**ИСХОДНЫЙ ОТРЫВОК:**
····················
Важно и то, что впервые в поэзии Евтушенко возникают эти имена: «До свидания, Галя и Миша… (курсив мой. — И. Ф.)». Обладатели этих имен глубоко и надолго войдут в его жизнь. Но об этом — дальше.
«Свадьбы» Евтушенко посвятит Александру Межирову.
О, свадьбы в дни военные!
Обманчивый уют,
слова неоткровенные
о том, что не убьют…
Дорогой зимней, снежною,
сквозь ветер, бьющий зло,
лечу на свадьбу спешную
в соседнее село.
Походочкой расслабленной,
с челочкой на лбу
вхожу,
плясун прославленный,
в гудящую избу.
Наряженный,
взволнованный,
среди друзей,
родных,
сидит мобилизованный
растерянный жених.
Сидит
с невестой — Верою.
А через пару дней
шинель наденет серую,
на фронт поедет в ней.
Землей чужой,
не местною,
с винтовкою пойдет,
под пулею немецкою,
быть может, упадет.
В стакане брага пенная,
но пить ее невмочь.
Быть может, ночь их первая —
последняя их ночь.
Глядит он опечаленно
и — болью всей души
мне через стол отчаянно:
«А ну давай, пляши!»
Забыли все о выпитом,
все смотрят на меня,
и вот иду я с вывертом,
подковками звеня.
То выдам дробь,
то по полу
носки проволоку.
Свищу,
в ладоши хлопаю,
взлетаю к потолку.
Летят по стенкам лозунги,
что Гитлеру капут,
а у невесты
слезыньки
горючие
текут.
····················
**СПИСОК ЗАПИСЕЙ:**
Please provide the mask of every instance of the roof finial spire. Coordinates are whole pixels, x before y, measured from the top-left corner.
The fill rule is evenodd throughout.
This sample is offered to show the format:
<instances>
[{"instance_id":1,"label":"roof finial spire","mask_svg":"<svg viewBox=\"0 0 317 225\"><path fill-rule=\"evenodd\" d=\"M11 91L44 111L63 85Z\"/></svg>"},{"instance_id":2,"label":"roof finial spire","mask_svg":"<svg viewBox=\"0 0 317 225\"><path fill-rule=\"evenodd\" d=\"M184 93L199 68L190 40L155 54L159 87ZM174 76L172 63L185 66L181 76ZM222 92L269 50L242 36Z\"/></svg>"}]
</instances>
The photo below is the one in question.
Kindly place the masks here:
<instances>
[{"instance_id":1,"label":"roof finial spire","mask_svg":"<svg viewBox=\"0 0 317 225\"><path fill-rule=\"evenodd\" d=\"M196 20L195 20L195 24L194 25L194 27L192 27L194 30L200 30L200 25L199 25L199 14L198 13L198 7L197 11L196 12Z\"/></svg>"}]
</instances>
····················
**ЗАДАЧИ ДЛЯ РЕШЕНИЯ:**
(1) Кому, согласно отрывку, Евтушенко посвятит «Свадьбы»?
(2) Обновите все записи: замените «top-left corner» на «upper-left corner», больше ничего не меняя.

**РЕШЕНИЯ ПО ПОРЯДКУ:**
(1) Александру Межирову.

(2)
Please provide the mask of every instance of the roof finial spire. Coordinates are whole pixels, x before y, measured from the upper-left corner.
The fill rule is evenodd throughout.
This sample is offered to show the format:
<instances>
[{"instance_id":1,"label":"roof finial spire","mask_svg":"<svg viewBox=\"0 0 317 225\"><path fill-rule=\"evenodd\" d=\"M11 91L44 111L63 85Z\"/></svg>"},{"instance_id":2,"label":"roof finial spire","mask_svg":"<svg viewBox=\"0 0 317 225\"><path fill-rule=\"evenodd\" d=\"M184 93L199 68L190 40L155 54L159 87ZM174 76L172 63L185 66L181 76ZM222 92L269 50L242 36Z\"/></svg>"}]
</instances>
The photo below is the one in question.
Kindly place the masks here:
<instances>
[{"instance_id":1,"label":"roof finial spire","mask_svg":"<svg viewBox=\"0 0 317 225\"><path fill-rule=\"evenodd\" d=\"M196 20L195 20L195 24L194 25L194 27L192 27L194 30L200 30L200 25L199 25L199 14L198 13L198 7L197 11L196 12Z\"/></svg>"}]
</instances>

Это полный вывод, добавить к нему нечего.